Extracted records START

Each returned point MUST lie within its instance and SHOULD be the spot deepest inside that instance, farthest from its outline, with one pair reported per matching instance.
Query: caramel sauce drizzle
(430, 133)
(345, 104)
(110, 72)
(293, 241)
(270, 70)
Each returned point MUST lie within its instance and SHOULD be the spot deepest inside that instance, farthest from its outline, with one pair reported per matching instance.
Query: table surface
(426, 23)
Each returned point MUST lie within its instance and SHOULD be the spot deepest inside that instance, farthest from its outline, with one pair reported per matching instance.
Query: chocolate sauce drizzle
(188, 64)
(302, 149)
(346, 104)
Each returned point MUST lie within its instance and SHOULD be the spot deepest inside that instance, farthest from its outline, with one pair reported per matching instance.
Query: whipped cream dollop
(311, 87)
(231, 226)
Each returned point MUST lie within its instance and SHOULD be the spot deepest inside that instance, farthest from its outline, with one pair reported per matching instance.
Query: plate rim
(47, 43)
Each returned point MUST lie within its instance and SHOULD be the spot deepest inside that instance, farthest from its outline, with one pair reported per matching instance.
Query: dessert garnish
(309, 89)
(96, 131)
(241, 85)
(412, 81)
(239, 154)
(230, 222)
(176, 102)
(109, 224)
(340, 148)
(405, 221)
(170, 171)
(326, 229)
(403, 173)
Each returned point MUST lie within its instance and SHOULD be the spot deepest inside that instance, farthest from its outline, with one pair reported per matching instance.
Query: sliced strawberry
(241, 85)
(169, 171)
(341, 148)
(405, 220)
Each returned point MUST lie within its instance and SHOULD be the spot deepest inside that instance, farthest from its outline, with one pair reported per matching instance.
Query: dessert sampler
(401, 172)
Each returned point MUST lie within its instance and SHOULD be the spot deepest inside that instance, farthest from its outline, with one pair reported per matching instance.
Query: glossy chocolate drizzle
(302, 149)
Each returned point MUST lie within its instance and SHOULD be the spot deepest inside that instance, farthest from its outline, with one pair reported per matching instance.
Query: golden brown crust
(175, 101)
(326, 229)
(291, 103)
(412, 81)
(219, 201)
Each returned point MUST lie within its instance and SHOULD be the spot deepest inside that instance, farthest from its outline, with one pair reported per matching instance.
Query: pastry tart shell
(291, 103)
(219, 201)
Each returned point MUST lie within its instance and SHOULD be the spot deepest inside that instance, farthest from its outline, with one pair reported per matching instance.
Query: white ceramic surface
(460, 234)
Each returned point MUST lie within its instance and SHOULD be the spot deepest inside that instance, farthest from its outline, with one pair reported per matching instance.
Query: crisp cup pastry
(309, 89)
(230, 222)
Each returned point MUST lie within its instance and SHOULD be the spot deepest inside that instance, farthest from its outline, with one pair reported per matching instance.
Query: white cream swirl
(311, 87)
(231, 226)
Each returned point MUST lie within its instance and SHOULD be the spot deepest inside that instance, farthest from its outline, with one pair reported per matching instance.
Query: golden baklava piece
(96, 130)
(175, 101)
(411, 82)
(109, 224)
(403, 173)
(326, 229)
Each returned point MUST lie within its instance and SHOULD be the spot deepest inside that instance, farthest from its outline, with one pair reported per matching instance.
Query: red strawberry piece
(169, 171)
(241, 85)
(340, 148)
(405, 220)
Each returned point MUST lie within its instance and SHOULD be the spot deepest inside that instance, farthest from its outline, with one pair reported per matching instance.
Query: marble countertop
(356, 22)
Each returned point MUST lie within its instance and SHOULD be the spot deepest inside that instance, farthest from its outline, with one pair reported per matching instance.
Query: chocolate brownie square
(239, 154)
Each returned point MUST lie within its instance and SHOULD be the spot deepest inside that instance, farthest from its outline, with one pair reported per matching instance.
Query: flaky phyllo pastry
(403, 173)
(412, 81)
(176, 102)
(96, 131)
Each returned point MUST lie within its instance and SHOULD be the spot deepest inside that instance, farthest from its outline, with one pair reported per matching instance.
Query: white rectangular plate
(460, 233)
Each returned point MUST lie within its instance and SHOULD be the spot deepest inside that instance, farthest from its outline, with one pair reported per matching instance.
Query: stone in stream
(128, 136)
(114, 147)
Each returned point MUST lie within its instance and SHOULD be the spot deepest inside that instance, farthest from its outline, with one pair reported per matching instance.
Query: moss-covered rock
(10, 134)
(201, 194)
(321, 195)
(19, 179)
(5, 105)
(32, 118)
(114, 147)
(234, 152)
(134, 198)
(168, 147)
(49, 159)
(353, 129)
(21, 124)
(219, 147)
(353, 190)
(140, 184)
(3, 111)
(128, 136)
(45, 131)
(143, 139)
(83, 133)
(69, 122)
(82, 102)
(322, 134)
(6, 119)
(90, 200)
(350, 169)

Extracted records END

What the task requires -> Please take the whole listing and write it out exactly.

Response to the task ->
Each returned point MUST lie within its instance and SHOULD be the spot deepest inside that instance, farthest from its outline, with one pair reported per matching instance.
Query: caramel sauce drizzle
(430, 133)
(345, 104)
(110, 72)
(293, 241)
(270, 70)
Each returned point MUST lie within its instance and SHOULD be the spot deepest inside that instance, farthest from its outline, with one pair reported per matching instance.
Query: table surface
(426, 23)
Each returned point MUST lie within its instance and SHOULD be the spot deepest inside that instance, farthest from its outline, with one pair reported per matching instance.
Query: chocolate sauce drizzle
(188, 64)
(302, 149)
(346, 104)
Each returned point MUST lie within its instance and SHOULD be the spot deepest inside that instance, farthest from its outline, with one pair reported per matching instance.
Query: whipped cream dollop
(311, 87)
(231, 226)
Each returned point MUST lie within its instance and SHOULD be the spot deepest inside that instance, farthest from its outline, with one pair reported per matching instance.
Query: plate rim
(47, 43)
Each returned point MUST lie within its instance and SHOULD be the spot deepest inside that instance, farthest from its outline, with one pair reported per matching instance.
Query: dessert garnish
(309, 89)
(96, 131)
(241, 85)
(412, 81)
(239, 154)
(230, 222)
(176, 102)
(109, 224)
(340, 148)
(405, 221)
(170, 171)
(326, 229)
(403, 173)
Each returned point MUST lie within its instance and SHOULD be the spot deepest inside that instance, farthest from its outline, with one pair reported per matching instance.
Query: sliced strawberry
(241, 85)
(169, 171)
(341, 148)
(405, 220)
Each returned point MUST lie within its instance and SHOULD be the spot deepest inside that instance, farthest from its outline, with one pair reported per matching instance.
Query: dessert sampler
(401, 172)
Each returned point MUST lie within its instance and SHOULD be the spot deepest inside that instance, farthest from its outline, with one pair reported per matching instance.
Query: glossy chocolate drizzle
(302, 149)
Each returned point MUST lie within its instance and SHOULD be the spot deepest inside that instance, farthest from its outline, with one pair reported per matching instance.
Query: golden brown crust
(175, 101)
(326, 229)
(291, 103)
(412, 81)
(219, 201)
Each returned point MUST lie within its instance and SHOULD be the spot deepest inside that instance, farthest from its outline, with one pair reported per matching instance.
Query: pastry tart shell
(291, 103)
(219, 201)
Each returned point MUST lie within its instance and SHOULD be the spot deepest inside that instance, farthest from its outline, with one pair reported per matching instance.
Query: white ceramic surface
(460, 234)
Each returned point MUST lie within its instance and SHOULD be the spot deepest inside that instance, farthest from its outline, with one pair reported per matching instance.
Query: crisp cup pastry
(309, 89)
(230, 222)
Each returned point MUST lie within its instance and SHOULD be the spot deepest inside that instance, farthest from its outline, with one pair reported per matching instance.
Query: white cream swirl
(311, 87)
(231, 226)
Each returned point MUST lie within its instance and SHOULD be the spot deepest inside that instance, farthest from its outline, with one pair reported per matching instance.
Query: golden baklava piece
(96, 130)
(175, 101)
(411, 82)
(109, 224)
(403, 173)
(326, 229)
Each returned point MUST lie within its instance and SHOULD be the spot deepest inside that instance, farthest from its outline, with one pair reported per matching instance.
Query: red strawberry piece
(169, 171)
(241, 85)
(340, 148)
(405, 220)
Each returned point MUST lie within its instance and SHOULD be the spot deepest inside that instance, farthest from its outline, with one pair reported per matching instance.
Query: marble countertop
(356, 22)
Each returned point MUST lie within its instance and SHOULD be the spot deepest inside that instance, farthest from its outline, with one pair reported per matching instance.
Query: chocolate brownie square
(239, 154)
Each returned point MUST lie within its instance and SHOULD be the spot deepest inside that instance, farthest from its outline, with one pair reported per matching instance.
Query: flaky phyllo pastry
(403, 173)
(412, 81)
(176, 102)
(96, 131)
Each returned point MUST lie within its instance and SHOULD be the spot deepest inside that instance, farthest from its outline, with one pair reported per matching instance.
Query: white rectangular plate
(460, 233)
Each returned point MUST lie within its instance and SHOULD be the spot deepest inside that instance, farthest from its outline, with one pair reported per matching instance.
Query: stone in stream
(128, 136)
(114, 147)
Each returned point MUST lie within its instance and SHOULD be the spot deepest inside that instance, farthest from its outline, with one pair reported per matching instance.
Query: moss-covered rock
(10, 134)
(201, 194)
(321, 195)
(19, 179)
(5, 105)
(32, 118)
(114, 147)
(234, 152)
(134, 198)
(168, 147)
(49, 159)
(353, 129)
(21, 124)
(219, 147)
(353, 190)
(140, 184)
(3, 111)
(128, 136)
(45, 131)
(143, 139)
(83, 133)
(69, 122)
(82, 102)
(322, 134)
(6, 119)
(90, 200)
(350, 169)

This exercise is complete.